[To be done] Return every line of the items below that contains the word "window".

[Extracted data]

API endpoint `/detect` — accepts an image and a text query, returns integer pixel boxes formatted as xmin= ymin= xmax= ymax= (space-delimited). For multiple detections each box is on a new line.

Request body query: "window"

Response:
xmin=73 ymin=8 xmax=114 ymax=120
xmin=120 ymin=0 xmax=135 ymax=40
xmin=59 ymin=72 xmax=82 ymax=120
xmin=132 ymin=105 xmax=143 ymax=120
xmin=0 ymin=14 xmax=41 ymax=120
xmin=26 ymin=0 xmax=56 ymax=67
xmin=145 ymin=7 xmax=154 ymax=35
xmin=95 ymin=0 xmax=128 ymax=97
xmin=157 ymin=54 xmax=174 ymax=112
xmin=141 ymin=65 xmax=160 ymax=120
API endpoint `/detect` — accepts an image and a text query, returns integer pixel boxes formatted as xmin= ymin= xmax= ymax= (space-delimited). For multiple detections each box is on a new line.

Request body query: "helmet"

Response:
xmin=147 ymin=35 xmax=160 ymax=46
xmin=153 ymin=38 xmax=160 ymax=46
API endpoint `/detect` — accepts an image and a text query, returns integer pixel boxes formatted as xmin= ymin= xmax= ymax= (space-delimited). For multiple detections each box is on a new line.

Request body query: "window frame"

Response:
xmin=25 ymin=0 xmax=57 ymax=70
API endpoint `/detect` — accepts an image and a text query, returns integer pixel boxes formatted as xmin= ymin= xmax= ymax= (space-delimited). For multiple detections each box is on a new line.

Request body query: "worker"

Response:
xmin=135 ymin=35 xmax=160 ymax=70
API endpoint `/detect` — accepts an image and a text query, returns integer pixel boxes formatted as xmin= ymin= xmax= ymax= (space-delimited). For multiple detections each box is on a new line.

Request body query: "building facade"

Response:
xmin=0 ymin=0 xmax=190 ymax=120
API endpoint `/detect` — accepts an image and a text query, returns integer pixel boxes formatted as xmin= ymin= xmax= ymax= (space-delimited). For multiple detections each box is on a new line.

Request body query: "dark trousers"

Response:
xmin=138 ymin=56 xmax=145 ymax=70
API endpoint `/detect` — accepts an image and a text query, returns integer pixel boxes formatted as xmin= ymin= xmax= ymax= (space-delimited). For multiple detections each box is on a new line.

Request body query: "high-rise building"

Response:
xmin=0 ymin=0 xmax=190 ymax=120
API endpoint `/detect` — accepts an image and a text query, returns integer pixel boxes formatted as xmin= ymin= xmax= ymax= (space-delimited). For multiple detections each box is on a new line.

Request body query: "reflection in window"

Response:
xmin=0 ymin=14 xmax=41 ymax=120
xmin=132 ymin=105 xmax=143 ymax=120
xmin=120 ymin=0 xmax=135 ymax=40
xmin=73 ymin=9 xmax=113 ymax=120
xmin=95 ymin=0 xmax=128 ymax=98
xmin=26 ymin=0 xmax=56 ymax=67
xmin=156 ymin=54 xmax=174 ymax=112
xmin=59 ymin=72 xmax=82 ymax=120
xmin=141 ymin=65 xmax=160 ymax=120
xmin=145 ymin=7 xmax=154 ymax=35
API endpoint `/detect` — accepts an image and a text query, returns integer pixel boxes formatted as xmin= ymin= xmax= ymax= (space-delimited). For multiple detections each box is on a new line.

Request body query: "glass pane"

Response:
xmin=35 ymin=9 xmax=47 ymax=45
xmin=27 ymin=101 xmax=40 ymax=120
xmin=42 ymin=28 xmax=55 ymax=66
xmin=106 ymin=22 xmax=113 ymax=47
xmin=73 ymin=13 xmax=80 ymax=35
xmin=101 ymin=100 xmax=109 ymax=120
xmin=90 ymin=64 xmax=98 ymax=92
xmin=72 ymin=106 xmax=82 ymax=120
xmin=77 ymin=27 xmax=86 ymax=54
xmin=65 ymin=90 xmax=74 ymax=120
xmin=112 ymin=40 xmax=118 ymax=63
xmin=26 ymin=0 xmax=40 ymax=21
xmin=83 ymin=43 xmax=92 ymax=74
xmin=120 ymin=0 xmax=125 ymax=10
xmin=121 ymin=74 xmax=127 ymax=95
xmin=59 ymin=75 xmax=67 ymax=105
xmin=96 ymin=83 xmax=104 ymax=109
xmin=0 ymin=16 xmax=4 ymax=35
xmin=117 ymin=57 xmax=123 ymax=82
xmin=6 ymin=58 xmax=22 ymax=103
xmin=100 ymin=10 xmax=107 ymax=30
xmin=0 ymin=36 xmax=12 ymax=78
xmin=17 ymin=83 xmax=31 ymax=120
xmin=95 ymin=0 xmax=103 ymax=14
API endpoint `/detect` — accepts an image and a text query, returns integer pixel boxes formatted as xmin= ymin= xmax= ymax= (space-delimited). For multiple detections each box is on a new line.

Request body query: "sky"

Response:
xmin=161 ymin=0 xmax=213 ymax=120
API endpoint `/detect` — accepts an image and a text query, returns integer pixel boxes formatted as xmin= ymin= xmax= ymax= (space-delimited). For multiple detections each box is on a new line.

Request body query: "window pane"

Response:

[Exercise solution]
Request body query: "window"
Request body query: "window frame"
Request body query: "reflection in window"
Request body query: "window pane"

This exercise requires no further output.